(Items from a data source)
Segment Open
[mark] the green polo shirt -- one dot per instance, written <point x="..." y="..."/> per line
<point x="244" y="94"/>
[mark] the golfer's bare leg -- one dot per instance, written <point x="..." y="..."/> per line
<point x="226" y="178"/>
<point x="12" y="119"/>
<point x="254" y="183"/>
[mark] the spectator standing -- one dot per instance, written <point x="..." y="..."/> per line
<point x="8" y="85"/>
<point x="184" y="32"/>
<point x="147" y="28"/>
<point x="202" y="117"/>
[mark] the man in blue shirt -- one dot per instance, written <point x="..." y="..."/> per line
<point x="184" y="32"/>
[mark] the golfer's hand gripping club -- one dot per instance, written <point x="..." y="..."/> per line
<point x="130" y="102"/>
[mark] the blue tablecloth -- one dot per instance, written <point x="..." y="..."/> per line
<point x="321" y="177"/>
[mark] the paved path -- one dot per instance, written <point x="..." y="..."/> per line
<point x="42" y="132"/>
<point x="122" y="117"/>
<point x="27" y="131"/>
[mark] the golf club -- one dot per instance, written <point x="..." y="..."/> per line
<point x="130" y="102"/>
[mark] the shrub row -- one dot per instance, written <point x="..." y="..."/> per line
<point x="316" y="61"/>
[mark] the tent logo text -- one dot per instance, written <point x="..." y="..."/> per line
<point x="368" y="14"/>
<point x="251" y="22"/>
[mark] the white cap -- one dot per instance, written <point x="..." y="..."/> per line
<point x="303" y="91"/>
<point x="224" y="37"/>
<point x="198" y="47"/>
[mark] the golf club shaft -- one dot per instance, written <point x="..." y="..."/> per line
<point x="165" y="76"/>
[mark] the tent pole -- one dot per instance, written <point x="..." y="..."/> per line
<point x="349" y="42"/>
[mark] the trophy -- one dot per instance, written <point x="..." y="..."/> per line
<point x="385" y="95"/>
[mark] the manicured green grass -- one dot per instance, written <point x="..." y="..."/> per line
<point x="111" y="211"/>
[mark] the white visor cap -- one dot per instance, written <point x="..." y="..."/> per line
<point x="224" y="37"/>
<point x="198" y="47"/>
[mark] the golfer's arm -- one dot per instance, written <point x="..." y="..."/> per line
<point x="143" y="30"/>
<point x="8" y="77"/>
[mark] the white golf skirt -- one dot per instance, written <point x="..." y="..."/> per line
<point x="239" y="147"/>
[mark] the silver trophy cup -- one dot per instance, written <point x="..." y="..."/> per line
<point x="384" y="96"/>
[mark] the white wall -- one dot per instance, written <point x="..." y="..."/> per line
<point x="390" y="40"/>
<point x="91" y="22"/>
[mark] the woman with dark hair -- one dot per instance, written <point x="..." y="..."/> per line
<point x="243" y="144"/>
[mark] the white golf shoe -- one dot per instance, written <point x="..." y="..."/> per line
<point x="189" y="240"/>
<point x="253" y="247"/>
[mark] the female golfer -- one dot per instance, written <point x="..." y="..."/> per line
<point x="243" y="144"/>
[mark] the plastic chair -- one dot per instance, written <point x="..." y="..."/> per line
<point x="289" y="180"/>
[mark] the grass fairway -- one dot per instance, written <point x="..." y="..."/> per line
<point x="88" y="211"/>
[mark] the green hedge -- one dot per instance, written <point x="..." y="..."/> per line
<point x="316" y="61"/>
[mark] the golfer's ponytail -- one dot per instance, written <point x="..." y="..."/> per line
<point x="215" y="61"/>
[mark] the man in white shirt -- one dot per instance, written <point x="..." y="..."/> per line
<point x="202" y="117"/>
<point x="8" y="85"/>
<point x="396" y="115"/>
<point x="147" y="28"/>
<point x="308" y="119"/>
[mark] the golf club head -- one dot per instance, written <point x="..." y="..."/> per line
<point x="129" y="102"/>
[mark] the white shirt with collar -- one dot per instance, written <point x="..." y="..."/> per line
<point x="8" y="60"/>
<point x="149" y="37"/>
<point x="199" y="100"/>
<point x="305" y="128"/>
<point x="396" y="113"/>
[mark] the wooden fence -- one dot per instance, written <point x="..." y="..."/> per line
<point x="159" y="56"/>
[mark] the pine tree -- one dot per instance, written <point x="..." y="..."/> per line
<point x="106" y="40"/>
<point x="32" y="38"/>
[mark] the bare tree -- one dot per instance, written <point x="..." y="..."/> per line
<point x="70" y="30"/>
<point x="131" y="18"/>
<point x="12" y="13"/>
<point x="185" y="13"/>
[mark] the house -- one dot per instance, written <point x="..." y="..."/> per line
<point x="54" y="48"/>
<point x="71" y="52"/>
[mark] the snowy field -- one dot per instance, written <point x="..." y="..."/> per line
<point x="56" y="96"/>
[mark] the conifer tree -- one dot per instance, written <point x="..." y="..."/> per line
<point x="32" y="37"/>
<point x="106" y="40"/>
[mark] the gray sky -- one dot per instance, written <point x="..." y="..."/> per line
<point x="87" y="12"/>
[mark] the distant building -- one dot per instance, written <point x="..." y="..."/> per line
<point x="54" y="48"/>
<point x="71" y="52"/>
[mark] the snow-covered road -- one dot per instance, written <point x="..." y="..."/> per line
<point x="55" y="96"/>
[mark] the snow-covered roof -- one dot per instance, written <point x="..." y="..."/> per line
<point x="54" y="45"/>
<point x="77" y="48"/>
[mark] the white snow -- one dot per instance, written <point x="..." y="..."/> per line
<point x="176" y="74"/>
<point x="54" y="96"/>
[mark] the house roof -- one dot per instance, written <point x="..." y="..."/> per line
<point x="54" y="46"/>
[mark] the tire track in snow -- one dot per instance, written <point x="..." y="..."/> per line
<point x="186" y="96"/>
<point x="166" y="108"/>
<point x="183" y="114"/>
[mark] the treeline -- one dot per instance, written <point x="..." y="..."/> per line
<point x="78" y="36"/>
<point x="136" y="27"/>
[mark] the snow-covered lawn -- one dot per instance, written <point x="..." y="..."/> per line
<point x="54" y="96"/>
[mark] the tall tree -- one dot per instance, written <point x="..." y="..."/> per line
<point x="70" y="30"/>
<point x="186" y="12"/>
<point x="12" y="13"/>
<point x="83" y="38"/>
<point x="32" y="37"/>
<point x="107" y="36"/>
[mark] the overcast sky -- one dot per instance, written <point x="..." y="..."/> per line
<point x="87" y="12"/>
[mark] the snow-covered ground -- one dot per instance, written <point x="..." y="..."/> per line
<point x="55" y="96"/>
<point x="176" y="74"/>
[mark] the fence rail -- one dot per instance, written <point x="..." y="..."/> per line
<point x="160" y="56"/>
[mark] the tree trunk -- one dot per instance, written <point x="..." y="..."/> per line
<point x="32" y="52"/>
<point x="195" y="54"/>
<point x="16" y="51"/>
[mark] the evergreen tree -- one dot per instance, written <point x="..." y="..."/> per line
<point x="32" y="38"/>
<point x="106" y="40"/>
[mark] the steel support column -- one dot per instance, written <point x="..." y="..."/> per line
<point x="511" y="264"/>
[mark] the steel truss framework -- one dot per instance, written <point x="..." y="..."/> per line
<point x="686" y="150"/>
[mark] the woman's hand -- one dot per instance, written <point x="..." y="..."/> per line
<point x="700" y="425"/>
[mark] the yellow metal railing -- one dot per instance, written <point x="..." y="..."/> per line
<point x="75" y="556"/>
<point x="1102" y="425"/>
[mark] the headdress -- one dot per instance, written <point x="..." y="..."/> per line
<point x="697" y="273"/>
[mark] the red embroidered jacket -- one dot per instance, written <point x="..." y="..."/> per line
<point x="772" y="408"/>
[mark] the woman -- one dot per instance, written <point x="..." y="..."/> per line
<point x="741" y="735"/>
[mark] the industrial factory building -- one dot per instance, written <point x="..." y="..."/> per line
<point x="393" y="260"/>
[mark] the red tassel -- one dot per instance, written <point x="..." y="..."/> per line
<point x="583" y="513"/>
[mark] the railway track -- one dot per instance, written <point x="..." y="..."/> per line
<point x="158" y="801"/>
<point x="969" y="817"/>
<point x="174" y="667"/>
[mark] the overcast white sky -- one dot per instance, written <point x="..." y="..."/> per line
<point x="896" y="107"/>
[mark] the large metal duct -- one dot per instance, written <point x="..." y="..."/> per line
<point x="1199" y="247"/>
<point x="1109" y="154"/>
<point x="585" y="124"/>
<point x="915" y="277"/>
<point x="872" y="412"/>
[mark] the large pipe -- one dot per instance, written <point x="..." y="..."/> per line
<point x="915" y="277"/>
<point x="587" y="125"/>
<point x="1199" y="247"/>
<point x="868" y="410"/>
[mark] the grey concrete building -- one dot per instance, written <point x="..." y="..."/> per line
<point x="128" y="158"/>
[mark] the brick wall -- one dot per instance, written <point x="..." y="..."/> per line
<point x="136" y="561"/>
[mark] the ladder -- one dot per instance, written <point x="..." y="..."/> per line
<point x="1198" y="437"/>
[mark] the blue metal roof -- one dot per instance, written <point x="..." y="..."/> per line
Segment Closed
I need exact copies of the lines from the one holding "[mark] the ladder" through the end of the records above, and nothing beyond them.

Written response.
[mark] the ladder -- one dot per instance, written <point x="..." y="..."/> per line
<point x="1198" y="437"/>
[mark] the blue metal roof -- one dot per instance, written <point x="..." y="..."/> per line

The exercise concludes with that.